Please find each line in the material below that contains the word "above" and copy those lines out. Treat uppercase and lowercase as different.

·····

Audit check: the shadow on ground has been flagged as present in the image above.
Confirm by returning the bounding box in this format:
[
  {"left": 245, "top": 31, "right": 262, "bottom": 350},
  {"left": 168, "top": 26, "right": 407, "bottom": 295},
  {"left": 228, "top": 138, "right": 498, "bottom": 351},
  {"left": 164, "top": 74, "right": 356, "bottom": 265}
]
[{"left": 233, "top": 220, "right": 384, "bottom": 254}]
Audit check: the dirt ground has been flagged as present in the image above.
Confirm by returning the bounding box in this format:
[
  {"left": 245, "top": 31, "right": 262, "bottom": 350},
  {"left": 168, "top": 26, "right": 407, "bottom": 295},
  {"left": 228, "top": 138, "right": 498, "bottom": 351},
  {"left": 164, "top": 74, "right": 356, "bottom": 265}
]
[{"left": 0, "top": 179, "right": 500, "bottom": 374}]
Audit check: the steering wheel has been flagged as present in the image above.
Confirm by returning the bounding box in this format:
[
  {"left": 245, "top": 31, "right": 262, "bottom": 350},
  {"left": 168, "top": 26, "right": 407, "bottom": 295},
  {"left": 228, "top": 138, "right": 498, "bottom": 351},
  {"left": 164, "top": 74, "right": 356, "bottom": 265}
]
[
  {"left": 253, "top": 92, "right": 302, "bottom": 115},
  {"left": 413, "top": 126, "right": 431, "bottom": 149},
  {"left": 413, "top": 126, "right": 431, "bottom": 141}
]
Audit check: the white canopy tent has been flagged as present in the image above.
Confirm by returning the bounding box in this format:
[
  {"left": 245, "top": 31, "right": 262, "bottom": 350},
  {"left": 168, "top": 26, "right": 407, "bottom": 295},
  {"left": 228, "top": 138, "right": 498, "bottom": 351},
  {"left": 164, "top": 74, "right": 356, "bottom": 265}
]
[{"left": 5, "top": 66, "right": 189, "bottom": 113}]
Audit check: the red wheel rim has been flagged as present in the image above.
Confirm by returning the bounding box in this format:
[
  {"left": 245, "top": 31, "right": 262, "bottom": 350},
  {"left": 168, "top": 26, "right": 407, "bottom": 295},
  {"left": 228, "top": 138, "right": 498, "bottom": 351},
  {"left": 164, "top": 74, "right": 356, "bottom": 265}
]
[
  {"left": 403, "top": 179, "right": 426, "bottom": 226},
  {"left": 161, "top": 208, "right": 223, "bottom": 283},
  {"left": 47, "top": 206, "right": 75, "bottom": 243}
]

·····

TASK ANSWER:
Audit check: the shadow on ground has been flagged as present in the image above.
Audit check: the dirt ground has been flagged as present in the image above.
Audit check: the steering wheel has been flagged as present in the image above.
Audit check: the white canopy tent has been flagged as present in the image above.
Audit check: the red wheel rim has been flagged as present in the image above.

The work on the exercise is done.